Passage provided
------------------------

A basket of French items is  showcased at John Eaton Elementary School's recent auction in Washington, D.C.
Lauren Silverman
/
NPR
A basket of French items is showcased at John Eaton Elementary School's recent auction in Washington, D.C.

Since the economy went sour and school budgets withered, school administrators and parents have been scrambling to come up with cash.

Many of them are putting aside the buckets of cookie dough and pails of caramel corn in favor of glitzy, high-dollar auctions to raise thousands — even hundreds of thousands — of dollars.

Daniel Domenech, executive director of the American Association of School Administrators, says school fundraising has reached an unprecedented level of sophistication.

"We now have many school systems around the country that have developed foundations ... and these foundations raise in some cases millions of dollars," he says.

'It's More Than A Big Wedding'

For parents at John Eaton Elementary School in Washington, D.C., afternoons making cookies for a school bake sale have evolved into nights planning auctions for hundreds of people.

"It is more than a big wedding," says mom Karen Robinson-Ogbebor. "It is something I would never sign up for again, and [I'm] not even running the auction."

But parents like Robinson-Ogbebor are willing to stay up late putting together catalogs and finding the perfect jazz band because the extra money means their kids get essentials like a music teacher, an art teacher, a playground and school supplies.

In addition to recruiting parents for fundraising, many schools are hiring professional auctioneers to hype up the crowd and get people to spend more. But live auctions can be a gamble because mom or dad might have scheduled a play date, or could just be too exhausted to show up. That's where a site called " Bidding for Good" comes in.

------------------------

Given information

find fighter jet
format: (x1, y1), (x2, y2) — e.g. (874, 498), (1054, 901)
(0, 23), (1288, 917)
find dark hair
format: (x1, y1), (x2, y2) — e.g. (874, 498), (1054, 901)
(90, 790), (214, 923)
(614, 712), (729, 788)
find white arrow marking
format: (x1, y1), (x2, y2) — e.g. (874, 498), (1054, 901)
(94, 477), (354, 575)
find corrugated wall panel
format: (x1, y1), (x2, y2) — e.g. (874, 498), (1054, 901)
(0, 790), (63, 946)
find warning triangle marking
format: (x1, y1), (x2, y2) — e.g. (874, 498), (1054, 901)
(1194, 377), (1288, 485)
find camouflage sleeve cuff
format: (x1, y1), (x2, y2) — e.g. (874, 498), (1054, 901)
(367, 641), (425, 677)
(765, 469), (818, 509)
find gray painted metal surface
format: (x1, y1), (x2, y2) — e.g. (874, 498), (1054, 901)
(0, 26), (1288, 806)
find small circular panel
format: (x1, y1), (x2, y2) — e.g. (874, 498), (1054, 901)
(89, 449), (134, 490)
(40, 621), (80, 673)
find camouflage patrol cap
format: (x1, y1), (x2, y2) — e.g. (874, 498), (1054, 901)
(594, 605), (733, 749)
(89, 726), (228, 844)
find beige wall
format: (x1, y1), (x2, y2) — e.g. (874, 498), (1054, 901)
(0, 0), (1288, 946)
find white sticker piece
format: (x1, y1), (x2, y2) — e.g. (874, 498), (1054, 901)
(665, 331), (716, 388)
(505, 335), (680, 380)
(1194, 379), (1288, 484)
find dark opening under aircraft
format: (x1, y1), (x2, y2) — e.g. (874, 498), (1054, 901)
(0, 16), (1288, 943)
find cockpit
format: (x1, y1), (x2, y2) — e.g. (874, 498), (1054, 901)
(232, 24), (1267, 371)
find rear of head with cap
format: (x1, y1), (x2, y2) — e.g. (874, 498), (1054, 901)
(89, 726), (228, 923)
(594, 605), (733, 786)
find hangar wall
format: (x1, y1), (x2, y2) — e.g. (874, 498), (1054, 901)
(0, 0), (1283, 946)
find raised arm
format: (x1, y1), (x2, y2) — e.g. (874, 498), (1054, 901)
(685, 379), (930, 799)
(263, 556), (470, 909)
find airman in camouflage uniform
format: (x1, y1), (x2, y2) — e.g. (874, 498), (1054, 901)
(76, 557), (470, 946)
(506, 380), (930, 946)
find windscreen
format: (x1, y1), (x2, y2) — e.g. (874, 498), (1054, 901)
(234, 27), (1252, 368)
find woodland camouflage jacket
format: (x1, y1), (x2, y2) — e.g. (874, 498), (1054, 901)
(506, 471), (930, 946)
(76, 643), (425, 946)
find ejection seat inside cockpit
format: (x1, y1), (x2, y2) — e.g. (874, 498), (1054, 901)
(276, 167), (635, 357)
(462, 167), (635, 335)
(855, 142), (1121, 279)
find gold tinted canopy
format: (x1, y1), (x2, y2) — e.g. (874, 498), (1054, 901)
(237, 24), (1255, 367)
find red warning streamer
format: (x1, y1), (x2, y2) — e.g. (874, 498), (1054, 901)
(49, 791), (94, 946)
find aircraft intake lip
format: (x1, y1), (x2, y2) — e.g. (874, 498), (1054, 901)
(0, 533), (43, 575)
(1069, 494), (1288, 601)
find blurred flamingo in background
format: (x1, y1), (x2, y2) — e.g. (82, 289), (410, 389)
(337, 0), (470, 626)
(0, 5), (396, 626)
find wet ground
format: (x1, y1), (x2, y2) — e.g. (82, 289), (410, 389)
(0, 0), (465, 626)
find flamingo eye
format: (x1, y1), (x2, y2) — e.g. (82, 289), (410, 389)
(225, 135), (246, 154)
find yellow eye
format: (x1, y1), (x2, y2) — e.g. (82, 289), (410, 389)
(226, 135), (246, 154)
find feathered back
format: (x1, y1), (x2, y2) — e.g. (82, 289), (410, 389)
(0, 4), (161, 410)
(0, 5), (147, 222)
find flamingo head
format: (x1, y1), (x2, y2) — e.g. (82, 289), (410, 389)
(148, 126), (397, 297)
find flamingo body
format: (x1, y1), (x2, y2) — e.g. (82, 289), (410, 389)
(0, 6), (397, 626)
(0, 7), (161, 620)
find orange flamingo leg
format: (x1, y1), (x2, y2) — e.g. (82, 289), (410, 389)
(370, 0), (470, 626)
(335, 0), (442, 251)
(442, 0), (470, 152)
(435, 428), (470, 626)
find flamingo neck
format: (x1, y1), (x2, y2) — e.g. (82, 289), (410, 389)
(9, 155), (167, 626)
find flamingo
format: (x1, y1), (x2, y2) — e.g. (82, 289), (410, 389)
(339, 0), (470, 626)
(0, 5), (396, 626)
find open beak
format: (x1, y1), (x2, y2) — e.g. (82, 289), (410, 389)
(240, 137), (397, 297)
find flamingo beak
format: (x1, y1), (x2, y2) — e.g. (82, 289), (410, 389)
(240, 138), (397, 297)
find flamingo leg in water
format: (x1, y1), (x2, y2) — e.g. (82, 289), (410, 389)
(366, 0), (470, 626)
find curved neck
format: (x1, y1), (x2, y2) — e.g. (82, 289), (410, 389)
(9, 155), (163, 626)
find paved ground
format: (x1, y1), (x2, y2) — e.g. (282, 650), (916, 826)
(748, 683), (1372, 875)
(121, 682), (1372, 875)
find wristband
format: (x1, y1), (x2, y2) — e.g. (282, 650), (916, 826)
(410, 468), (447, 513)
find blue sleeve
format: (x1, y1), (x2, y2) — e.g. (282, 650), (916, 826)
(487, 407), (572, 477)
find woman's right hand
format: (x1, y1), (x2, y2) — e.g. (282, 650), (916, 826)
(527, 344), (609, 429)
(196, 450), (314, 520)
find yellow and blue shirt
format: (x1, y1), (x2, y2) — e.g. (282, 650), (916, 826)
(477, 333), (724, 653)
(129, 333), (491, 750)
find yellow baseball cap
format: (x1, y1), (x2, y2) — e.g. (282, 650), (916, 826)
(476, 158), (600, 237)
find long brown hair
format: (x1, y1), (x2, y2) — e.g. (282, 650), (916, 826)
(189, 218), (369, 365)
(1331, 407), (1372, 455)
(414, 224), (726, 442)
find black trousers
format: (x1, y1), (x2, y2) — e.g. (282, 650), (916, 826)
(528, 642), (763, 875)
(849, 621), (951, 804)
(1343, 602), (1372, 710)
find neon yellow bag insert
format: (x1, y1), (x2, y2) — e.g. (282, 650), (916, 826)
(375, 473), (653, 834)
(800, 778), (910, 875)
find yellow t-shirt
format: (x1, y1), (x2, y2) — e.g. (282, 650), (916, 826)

------------------------

What you will do
- a) In the school fundraising article, what position does Daniel Domenech hold?
- b) Continue the article on school fundraising auctions from its last sentence.
You won't need the rows for this.

Responses for each task
- a) He is executive director of the American Association of School Administrators.

- b)
"We're eBay for charities," says the site's CEO, John Carson. Bidding for Good has run 3,800 online auctions for schools around the country, and Carson says it's raised a total of $45 million.

And it's sold some pretty wild things.

"Probably the strangest thing was the 'vasectomy for you and your cat,' " Carson says. "An unwashed Lance Armstrong jersey went for $110,000. We just auctioned off a flight in Harrison Ford's plane that went for something like $55,000."

What Kind Of Message Are Auctions Sending?

Extravagant live auctions and their online counterparts are just one component of the new school fundraising business. But like some of the other creative ways schools have found to raise money — think pizza ads on school buses or sneaker sponsorships — these revamped auctions have their downside.

"Clearly what this does and will do is widen the gap between the haves and the have-nots," says Domenech of the American Association of School Administrators. "The schools that have the greatest needs today are your inner-city schools, where the parents obviously don't have the means to fork over the dollars that they wish they had in order to maintain a program."

The other concern is that big-time fundraising sends local governments the wrong message.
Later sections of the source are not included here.